(Excerpts from a dataset)
________________

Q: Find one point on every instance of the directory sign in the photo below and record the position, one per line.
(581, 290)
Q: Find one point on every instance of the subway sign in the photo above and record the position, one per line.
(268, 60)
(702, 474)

________________

Task requirements: Output all of the data again. Match it exactly.

Response area:
Q: Find one point on every instance of the directory sign in the photo below and record the position, one per line.
(581, 290)
Q: Find one point on every instance of the subway sign in the photo above and record the position, one per line.
(268, 60)
(702, 474)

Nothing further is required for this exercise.